■ **課題の内容**: 下に示すピロリ菌についての文章を、最後の文の後から書き継いでください。

■ **学習用の文章**:
□ □ □ □ □
ピロリ菌

ピロリ菌とは

ピロリ菌とはピロリ菌はヘリコバクター・ピロリという正式名称を持っている細菌で、感染すると胃の中に住み着きます。強酸の環境である胃の中に生息できるのは、ピロリ菌が生成するウレアーゼという酵素の働きで酸を中和しているからです。
ウレアーゼはアンモニアなどを作り出すため、胃粘膜に炎症を起こしやすくなります。慢性胃炎、胃潰瘍、胃がんなど、幅広い胃疾患がピロリ菌感染と深い関連を持っているとされており、WHO(世界保健機関)は胃がんの8割がピロリ菌感染によるものという報告を出しています。ピロリ菌は除菌治療に成功することで除去が可能です。除去できれば胃疾患のリスクを軽減できるため、感染検査や除菌治療を受ける方が増えてきています。

ピロリ菌の感染について

ピロリ菌の感染についてピロリ菌はまだ胃酸が弱い幼少期に口から入ってきて胃に感染すると考えられており、大人になってから感染することはほとんどありません。感染経路はまだよくわかっておらず、井戸水などを介した感染の他、赤ちゃんへの口移しなどによる感染もあると考えられています。衛生環境の悪い地域での感染率が高いのですが、先進国の中で日本は例外的に感染率が高くなっています。若い世代の感染率は減ってきているとはいえ、年齢が上になるにつれて感染率が高くなり、70歳以上では70%以上が感染しているとされています。

ピロリ菌と病気の関係

ピロリ菌に感染していると慢性的な炎症を起こしている状態が続き、胃粘膜の防御作用が弱くなってしまいます。そのため、刺激による影響を受けやすくなり、さまざまな疾患を生じさせます。胃がんとの関係が特に注目されていますが、慢性胃炎や胃潰瘍、十二指腸潰瘍の発症にも関与しています。こうした疾患は除菌治療に成功することで再発しにくくなります。また、胃MALTリンパ腫、ポリープ、特発性血小板減少性紫斑病などの疾患にもピロリ菌が関与していることがわかってきています。
□ □ □ □ □
■ **保存データ**:
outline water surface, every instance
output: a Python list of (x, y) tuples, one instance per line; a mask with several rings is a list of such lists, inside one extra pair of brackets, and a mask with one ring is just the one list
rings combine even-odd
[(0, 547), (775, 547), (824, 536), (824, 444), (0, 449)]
□ □ □ □ □
■ **以下の結果**:
慢性胃炎

ピロリ菌が出すウレアーゼという酵素はアンモニアなどを生成するため、これによって胃粘膜が傷付けられて繰り返し炎症を起こします。炎症を繰り返して胃粘膜を修復する粘液の修復力が追い付かなくなると、粘膜が萎縮する萎縮性胃炎を引き起こします。この萎縮性胃炎から胃がんへと進行するとされています。ピロリ菌感染による慢性胃炎は、胃もたれや胃痛、吐き気、空腹時の胸焼け、食後のむかつきといった典型的な症状を起こさないまま進行することもあるので注意が必要です。

胃潰瘍、十二指腸潰瘍

胃酸や消化酵素は食べ物を溶かして細菌を殺菌するほど強力ですが、普段は粘液が粘膜を保護し、修復しているため粘膜に影響が出ることはありません。ピロリ菌に感染していると慢性的な炎症が起こっているため粘液の修復力が追い付かなくなり、粘膜とその下の筋層まで胃酸や消化酵素によって深く傷ついて潰瘍を起こします。重症化すると胃壁に穴が開く穿孔が起こることもあります。ピロリ菌以外では、解熱鎮痛薬の服用なども潰瘍を引き起こすことがあります。
主な症状は、みぞおちの痛み、黒っぽい便が出る、吐血があります。こうした症状があったらできるだけ早く受診しましょう。

胃がん

胃がんの発症には塩分摂取量や喫煙が関係しますが、WHO(世界保健機関)の報告では胃がんの8割がピロリ菌感染によるものとされています。ピロリ菌による炎症が繰り返し起こると胃粘膜が薄く痩せる萎縮を起こし、胃がんリスクが大幅に上昇します。最近、市販薬でも胃粘膜の炎症や潰瘍の症状を効果的に抑えられるものがありますが、そうした薬を常用して受診が遅れて進行させてしまうことがありますので、薬を止めると症状を繰り返すようでしたらできるだけ早く受診してください。

ピロリ菌の検査方法

内視鏡による検査と、血液や便、呼気などで調べる検査があります。保険適用の検査は内視鏡検査のみであり、慢性胃炎と診断されているなどの条件があります。ただし、除菌治療後の判定検査には呼気検査も保険適用されます。

内視鏡による検査

内視鏡検査時に、組織を採取して検査を行います。

病理検査(組織鏡検法)

顕微鏡で採取した組織を観察する検査法です。ピロリ菌の量が少ないと判定できない場合もあります。

迅速ウレアーゼ法

ピロリ菌が出すウレアーゼという酵素が、尿素をアンモニアと二酸化炭素に分解するため、採取した組織を試薬で反応させて診断します。検査中に行えるほど迅速に結果を得られる検査ですが、感染しているのに陰性と出てしまうケースがあります。また、服用している薬によっては正確な結果が出ないこともあります。

培養法

採取した組織をピロリ菌が繁殖しやすい培地で培養し、ピロリ菌の有無を調べます。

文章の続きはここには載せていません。